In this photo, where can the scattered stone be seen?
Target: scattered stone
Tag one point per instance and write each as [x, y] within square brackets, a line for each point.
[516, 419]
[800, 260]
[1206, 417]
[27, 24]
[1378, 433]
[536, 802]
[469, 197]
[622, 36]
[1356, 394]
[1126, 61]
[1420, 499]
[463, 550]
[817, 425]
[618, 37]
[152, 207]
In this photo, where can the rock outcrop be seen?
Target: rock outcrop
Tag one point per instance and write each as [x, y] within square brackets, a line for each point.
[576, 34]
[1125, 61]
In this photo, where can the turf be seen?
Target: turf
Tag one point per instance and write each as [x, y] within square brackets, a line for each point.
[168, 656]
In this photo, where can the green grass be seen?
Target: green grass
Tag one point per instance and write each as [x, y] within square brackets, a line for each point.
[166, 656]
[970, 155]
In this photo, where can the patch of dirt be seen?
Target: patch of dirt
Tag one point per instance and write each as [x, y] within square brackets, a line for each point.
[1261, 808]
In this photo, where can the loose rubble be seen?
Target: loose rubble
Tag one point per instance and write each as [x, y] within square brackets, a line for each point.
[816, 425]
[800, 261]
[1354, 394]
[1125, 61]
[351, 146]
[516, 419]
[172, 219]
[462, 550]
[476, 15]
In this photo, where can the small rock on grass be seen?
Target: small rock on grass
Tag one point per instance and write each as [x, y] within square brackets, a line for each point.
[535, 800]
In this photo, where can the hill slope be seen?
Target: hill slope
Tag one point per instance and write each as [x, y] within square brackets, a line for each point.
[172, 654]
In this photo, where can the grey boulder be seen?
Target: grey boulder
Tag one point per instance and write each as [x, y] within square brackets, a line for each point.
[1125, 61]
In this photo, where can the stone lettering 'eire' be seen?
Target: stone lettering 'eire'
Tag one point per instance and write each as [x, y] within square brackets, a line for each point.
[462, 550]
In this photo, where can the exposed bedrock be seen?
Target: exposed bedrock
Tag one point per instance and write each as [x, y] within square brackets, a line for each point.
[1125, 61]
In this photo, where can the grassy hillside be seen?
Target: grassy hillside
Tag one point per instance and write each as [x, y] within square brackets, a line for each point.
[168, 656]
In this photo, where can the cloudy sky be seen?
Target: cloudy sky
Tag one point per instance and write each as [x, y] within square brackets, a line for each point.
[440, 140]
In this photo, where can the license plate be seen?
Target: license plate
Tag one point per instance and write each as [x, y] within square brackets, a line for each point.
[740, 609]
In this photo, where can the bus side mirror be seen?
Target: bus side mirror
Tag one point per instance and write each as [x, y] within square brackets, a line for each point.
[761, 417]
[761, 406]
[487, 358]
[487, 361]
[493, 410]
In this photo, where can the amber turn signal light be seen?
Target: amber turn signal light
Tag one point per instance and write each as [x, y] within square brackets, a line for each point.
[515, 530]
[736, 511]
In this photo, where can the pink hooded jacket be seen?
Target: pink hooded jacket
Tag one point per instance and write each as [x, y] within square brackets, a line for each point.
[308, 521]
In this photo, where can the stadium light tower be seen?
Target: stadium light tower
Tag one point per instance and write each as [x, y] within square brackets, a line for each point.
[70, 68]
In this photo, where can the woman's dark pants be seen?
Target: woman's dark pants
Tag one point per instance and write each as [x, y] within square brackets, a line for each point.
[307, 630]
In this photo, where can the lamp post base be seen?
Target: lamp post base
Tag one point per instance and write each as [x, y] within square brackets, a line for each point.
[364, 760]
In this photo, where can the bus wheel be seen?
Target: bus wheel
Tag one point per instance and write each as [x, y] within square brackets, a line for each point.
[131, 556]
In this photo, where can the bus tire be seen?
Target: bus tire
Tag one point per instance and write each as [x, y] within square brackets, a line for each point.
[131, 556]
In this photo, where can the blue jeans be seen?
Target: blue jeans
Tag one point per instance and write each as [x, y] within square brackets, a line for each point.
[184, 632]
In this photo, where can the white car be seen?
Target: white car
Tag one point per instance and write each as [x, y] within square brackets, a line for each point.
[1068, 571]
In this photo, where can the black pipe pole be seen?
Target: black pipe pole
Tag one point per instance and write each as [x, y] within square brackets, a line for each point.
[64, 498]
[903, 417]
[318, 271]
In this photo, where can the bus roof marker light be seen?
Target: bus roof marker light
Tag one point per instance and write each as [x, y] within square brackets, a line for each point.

## [WRITTEN INSTRUCTION]
Reproduce all of the records above word for word, with every line kept in its original order.

## [FINAL RESULT]
In this photo, where can the scattered stone be seen?
Target: scattered stone
Tag one point per instance and write each as [x, y] within square brackets, a line for each point.
[516, 419]
[800, 260]
[1206, 417]
[27, 24]
[1378, 433]
[536, 802]
[469, 197]
[622, 36]
[1356, 394]
[1126, 61]
[1420, 499]
[463, 550]
[817, 425]
[618, 37]
[152, 207]
In this photo, where can the rock outcrop be seen?
Target: rock outcrop
Tag one point per instance and write each as [x, y] within square brackets, a line for each point.
[576, 34]
[1125, 61]
In this photo, where can the turf be seen?
Target: turf
Tag one point per instance and write each as [x, y] within square brackets, a line for each point.
[168, 656]
In this photo, where can the green grass be seen?
Target: green grass
Tag one point per instance and write each as [x, y] within square brackets, a line for each point.
[166, 656]
[970, 155]
In this photo, where can the patch of dirt be seen?
Target: patch of dirt
Tag one point per instance and write each as [x, y] within square brackets, a line for each point.
[1261, 808]
In this photo, where can the loose rubble be seen?
Target: loose rubble
Tag one point per instance and write each as [x, y] within square brackets, a line for each point.
[816, 425]
[800, 261]
[1354, 394]
[1125, 61]
[351, 146]
[516, 419]
[172, 219]
[462, 550]
[476, 15]
In this photo, where can the small rock on grass be seen?
Target: small rock on grass
Tag one point per instance and write each as [x, y] within square brackets, a line for each point.
[535, 800]
In this photo, where can the hill slope be seen?
Target: hill slope
Tag one point per instance and write each as [x, y] within square brackets, a line for each point.
[172, 654]
In this photo, where can the grey boulder be seen?
Target: grey boulder
Tag one point per instance and write each as [x, y] within square brackets, a line for each point.
[1125, 61]
In this photo, where can the stone lettering 'eire' be seen?
Target: stone lettering 'eire'
Tag one point per instance and write each as [x, y] within square brackets, a line for each point.
[462, 550]
In this photo, where can the exposed bedrock be seen?
Target: exposed bedrock
Tag one point per instance and write each as [x, y] within square brackets, a line for each point.
[1125, 61]
In this photo, where can the grassy hillside be seen?
Target: grassy hillside
Tag one point per instance and write each as [x, y] within square brackets, a line for each point.
[168, 656]
In this photo, where can the cloudy sky be seen?
Target: cloudy sky
Tag one point per instance and write each as [x, y] within square brackets, a line for each point.
[440, 140]
In this photo, where can the license plate be seen?
Target: license plate
Tag one point per instance and write each as [x, y] within square brackets, a line for each point.
[740, 609]
In this photo, where can the bus side mirror be seen?
Target: bus side mirror
Tag one point per instance and write each as [x, y] within square brackets, a line for each point.
[761, 417]
[761, 406]
[487, 358]
[487, 361]
[493, 410]
In this photo, where can the amber turn signal light be seen?
Target: amber turn signal light
Tag one point per instance and write each as [x, y] within square brackets, a line for each point.
[515, 530]
[736, 511]
In this photo, where can the pink hooded jacket be seen?
Target: pink hooded jacket
Tag one point per instance and write each as [x, y] within square brackets, a line for each point.
[308, 521]
In this photo, where can the stadium light tower be seen?
Target: stadium light tower
Tag one point per instance and write each as [x, y] within square brackets, a line for each point.
[70, 68]
In this photo, where can the woman's dark pants be seen?
Target: woman's dark pants
Tag one point per instance and write each as [x, y] within square brackets, a line for each point.
[307, 630]
In this photo, where can the lamp post base be seen?
Target: lamp post base
Tag one point per instance and write each as [x, y] within square brackets, a line for each point.
[364, 760]
In this photo, where can the bus wheel be seen?
Target: bus wheel
Tag one point per instance and write each as [x, y] within square brackets, a line for each point.
[131, 556]
In this photo, where can the bus tire be seen?
Target: bus tire
Tag one point per instance and write each as [x, y] within square brackets, a line for each point.
[131, 556]
In this photo, where can the blue jeans be seen?
Target: blue jeans
Tag one point per instance and write each as [x, y] within square brackets, a line for each point.
[184, 632]
In this photo, where can the white car be seen?
Target: white car
Tag one point per instance and write each as [x, y] within square brackets, a line for each point.
[1068, 571]
In this photo, where can the black pipe pole be seen?
Target: black pipe pole
Tag one point per instance and write each as [x, y] within square brackets, a line for each point.
[64, 498]
[903, 417]
[318, 271]
In this photo, where can the bus roof marker light be seen?
Target: bus roof marker light
Tag one point per instance and write each as [x, y] within square brackets, a line for each point.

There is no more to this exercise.